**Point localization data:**
++++++++++++++++++++

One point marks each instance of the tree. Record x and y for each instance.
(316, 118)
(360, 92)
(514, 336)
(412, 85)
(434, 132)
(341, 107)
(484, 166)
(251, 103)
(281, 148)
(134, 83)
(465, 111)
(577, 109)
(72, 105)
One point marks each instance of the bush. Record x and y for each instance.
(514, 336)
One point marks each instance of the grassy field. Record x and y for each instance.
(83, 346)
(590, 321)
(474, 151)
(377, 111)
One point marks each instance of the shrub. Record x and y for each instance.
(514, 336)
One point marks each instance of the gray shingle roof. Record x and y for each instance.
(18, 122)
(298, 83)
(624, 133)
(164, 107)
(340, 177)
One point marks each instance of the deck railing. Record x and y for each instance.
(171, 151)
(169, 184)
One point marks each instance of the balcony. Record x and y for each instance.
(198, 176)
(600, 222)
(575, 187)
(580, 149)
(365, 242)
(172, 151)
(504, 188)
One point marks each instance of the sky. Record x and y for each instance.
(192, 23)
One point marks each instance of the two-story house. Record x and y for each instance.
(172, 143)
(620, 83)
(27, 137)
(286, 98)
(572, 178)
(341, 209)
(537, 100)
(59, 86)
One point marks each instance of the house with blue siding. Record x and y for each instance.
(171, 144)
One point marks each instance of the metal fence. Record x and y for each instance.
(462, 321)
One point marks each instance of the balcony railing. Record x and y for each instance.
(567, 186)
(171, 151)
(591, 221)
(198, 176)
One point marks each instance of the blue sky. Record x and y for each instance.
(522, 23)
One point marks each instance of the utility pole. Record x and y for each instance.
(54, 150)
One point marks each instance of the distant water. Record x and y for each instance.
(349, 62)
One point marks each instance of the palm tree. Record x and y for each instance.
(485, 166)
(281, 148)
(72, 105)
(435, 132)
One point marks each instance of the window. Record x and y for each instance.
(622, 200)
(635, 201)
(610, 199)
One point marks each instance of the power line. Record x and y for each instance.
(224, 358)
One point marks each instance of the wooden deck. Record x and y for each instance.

++++++++++++++++++++

With no additions or omissions, transcribe every record.

One point marks each instance of the tree. Record x and y for each instance.
(316, 118)
(360, 92)
(514, 336)
(412, 85)
(434, 132)
(341, 107)
(484, 166)
(251, 103)
(281, 148)
(134, 83)
(465, 111)
(577, 109)
(72, 105)
One point marks each instance of the bush. Record x and y for each instance.
(514, 336)
One point marks each instance of the grassy field. Record x and y for each instance.
(83, 346)
(590, 321)
(474, 151)
(377, 111)
One point marks each instance of the shrub. Record x and y for each instance.
(514, 336)
One point marks each instance of the gray shingle roof. Record x and y for each instance.
(18, 122)
(298, 83)
(624, 133)
(164, 107)
(340, 177)
One point marks each instance of the deck railing. Record x and y for each instance.
(171, 151)
(169, 184)
One point marks each instance of the balcony. Record x and y for each instance.
(198, 176)
(600, 222)
(575, 187)
(580, 149)
(365, 242)
(172, 151)
(504, 188)
One point marks each instance of the sky. Record x and y for each instance.
(192, 23)
One point marks each instance of the two-story house. Record x and y for each instance.
(172, 143)
(620, 83)
(27, 137)
(286, 98)
(572, 178)
(341, 209)
(537, 100)
(59, 86)
One point marks each instance of the house with blue siding. Record x and y for each instance.
(171, 144)
One point marks each instance of the metal fence. Record x and y for each instance.
(462, 321)
One point marks each instance of the balcony railing. Record x and y for each instance.
(567, 186)
(171, 151)
(591, 221)
(198, 176)
One point marks each instance of the blue sky. Record x and y for each instance.
(522, 23)
One point marks each instance of the utility pole. Record x and y for each instance.
(54, 150)
One point marks each instance of the distant water. Record x and y for each instance.
(349, 62)
One point marks each instance of the palm tree. Record x and y for each instance.
(485, 166)
(281, 148)
(72, 105)
(435, 132)
One point marks each instance of the window. Record x and y for each instance.
(622, 200)
(635, 201)
(610, 199)
One point marks each instance of the power line. Record x and y for each instance.
(224, 358)
One point marks each instance of the wooden deck. Record x and y for each instance.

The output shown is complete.